To see what is in front of one's nose needs a constant struggle.
--- George Orwell
Saturday, August 16, 2014
Jeffrey Goldberg’s Crystal Ball On David Gregory’s Future @ 'Meet The Press' Was As Reliable As His Iraq WMD Reporting
“Time is on David’s side. It’s
semi-inevitable. He just has to keep doing what he’s doing, and continue to
break new ground on the big stories of the week. In five to 10 years, we’ll be
talking about him as the grand old man of Sunday morning.”
This was the Atlantic’s
Jeffrey Goldberg, who has been a regular on Meet The Press, at least before
David Gregory’s firing this week, swatting aside speculation that the MTP host was on the ropes at NBC News, as reported by Paul Farhi in the Washington Post back in April. Gregory didn't make out as well as Goldberg predicted. After years of abysmal ratings that saw MTP lose the sizable lead over its Sunday morning competitors that it has been bequeathed by the late Tim Russert, NBC announced late last week that it was replacing Gregory, who in turn announced he would be leaving the network altogether.
I didn’t address it at the time in the post I
did on Gregory’s possible demise, but I recall thinking
that it was somewhat journalistically inappropriate on Farhi’s part to give Goldberg the last word. I mean, Goldberg and Gregory are friends, fellow
members in a Torah study group with several other leading media figures in
Washington in fact. Goldberg owes his slot on the shows “Powerhouse Roundtable”

§ Exercise 1
Recast the stretch of the records from the line containing "the white t-shirt" through the end of the records as a numbered list, leaving out any blank lines.
§ Exercise 2
Continue the blog post on David Gregory's departure from Meet the Press from the point where it stops.

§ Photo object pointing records

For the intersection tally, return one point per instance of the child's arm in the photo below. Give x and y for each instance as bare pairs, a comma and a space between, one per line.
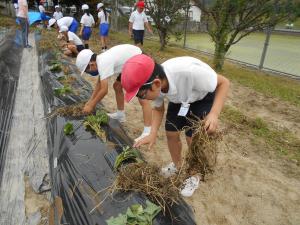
211, 120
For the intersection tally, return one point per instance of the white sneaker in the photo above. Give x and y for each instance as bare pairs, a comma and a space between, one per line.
117, 116
141, 136
169, 170
190, 185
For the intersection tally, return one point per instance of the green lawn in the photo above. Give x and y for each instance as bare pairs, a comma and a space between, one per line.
283, 53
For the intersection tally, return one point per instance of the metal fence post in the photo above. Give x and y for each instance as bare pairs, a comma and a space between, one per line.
186, 22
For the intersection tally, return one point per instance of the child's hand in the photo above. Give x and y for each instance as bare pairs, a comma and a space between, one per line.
88, 108
211, 123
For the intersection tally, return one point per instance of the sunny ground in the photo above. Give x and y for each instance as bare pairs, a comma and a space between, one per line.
256, 180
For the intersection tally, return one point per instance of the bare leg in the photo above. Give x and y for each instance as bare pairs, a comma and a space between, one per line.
147, 112
119, 95
175, 146
188, 141
102, 42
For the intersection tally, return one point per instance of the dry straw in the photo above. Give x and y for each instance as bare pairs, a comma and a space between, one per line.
202, 155
70, 110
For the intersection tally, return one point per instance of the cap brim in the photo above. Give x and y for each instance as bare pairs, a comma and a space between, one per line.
130, 95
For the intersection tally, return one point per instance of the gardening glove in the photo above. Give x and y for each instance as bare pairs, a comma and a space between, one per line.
211, 123
150, 140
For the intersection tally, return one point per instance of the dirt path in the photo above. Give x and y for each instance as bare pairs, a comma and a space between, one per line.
250, 185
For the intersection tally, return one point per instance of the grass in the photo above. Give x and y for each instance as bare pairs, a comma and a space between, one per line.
283, 88
281, 141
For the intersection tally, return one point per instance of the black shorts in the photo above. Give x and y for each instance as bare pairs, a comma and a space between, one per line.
138, 36
198, 109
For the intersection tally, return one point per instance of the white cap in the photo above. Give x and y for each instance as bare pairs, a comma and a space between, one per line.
83, 59
84, 6
51, 22
63, 28
99, 5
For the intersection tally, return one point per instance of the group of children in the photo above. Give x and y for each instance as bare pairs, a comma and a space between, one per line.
68, 27
192, 88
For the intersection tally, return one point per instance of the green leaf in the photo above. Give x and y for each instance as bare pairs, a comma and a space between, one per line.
68, 128
55, 68
62, 91
137, 209
152, 210
119, 220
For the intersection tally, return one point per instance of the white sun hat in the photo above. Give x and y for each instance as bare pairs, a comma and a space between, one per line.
51, 22
84, 7
99, 5
63, 29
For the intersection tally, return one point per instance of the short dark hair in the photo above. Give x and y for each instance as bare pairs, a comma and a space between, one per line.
158, 72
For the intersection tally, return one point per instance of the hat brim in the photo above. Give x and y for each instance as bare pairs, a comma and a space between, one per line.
130, 95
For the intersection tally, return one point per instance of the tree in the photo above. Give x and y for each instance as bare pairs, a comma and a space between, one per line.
165, 14
231, 20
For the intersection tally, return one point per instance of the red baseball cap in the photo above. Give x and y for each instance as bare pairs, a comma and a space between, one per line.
135, 73
140, 4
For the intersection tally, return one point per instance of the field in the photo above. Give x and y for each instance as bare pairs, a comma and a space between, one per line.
283, 53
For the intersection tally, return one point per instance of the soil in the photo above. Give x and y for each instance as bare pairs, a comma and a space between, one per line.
250, 185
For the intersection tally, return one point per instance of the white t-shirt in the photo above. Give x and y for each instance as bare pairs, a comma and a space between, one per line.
87, 20
23, 9
111, 62
101, 17
65, 21
138, 20
57, 15
189, 79
73, 37
41, 9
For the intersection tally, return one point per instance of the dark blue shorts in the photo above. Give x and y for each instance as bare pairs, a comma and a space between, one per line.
197, 110
103, 29
74, 26
86, 33
44, 16
138, 36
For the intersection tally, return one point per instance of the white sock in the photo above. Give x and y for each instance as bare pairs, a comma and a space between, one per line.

§ Task answer 1
1. For the intersection tally, return one point per instance of the white t-shirt in the photo above. Give x and y for each instance as bare pairs, a comma and a space between, one per line.
2. 87, 20
3. 23, 9
4. 111, 62
5. 101, 17
6. 65, 21
7. 138, 20
8. 57, 15
9. 189, 79
10. 73, 37
11. 41, 9
12. For the intersection tally, return one point per instance of the dark blue shorts in the photo above. Give x and y for each instance as bare pairs, a comma and a space between, one per line.
13. 197, 110
14. 103, 29
15. 74, 26
16. 86, 33
17. 44, 16
18. 138, 36
19. For the intersection tally, return one point per instance of the white sock in the photo above. Give x and y for each instance as bare pairs, a comma and a space between, one per line.

§ Task answer 2
to a large degree on that friendship. What else is Goldberg supposed to
say?
In hindsight, however, it only makes
Goldberg look like a smug sycophant, and represents just one more
item in a lengthening list where Goldberg has been wrong, both as a reporter
and as a pundit--- the WMD’s he said Iraq has developed and possessed in 2002
and the Israeli air attack on Iranian nuclear facilities he said was imminent
in 2010. (And let’s not even get into how wrong he’s been on the central thesis
of the Israel Lobby, whose authors he’s been shamelessly and
demagogically smearing as anti Semites since reviewing it
for the New Republic in 2007. )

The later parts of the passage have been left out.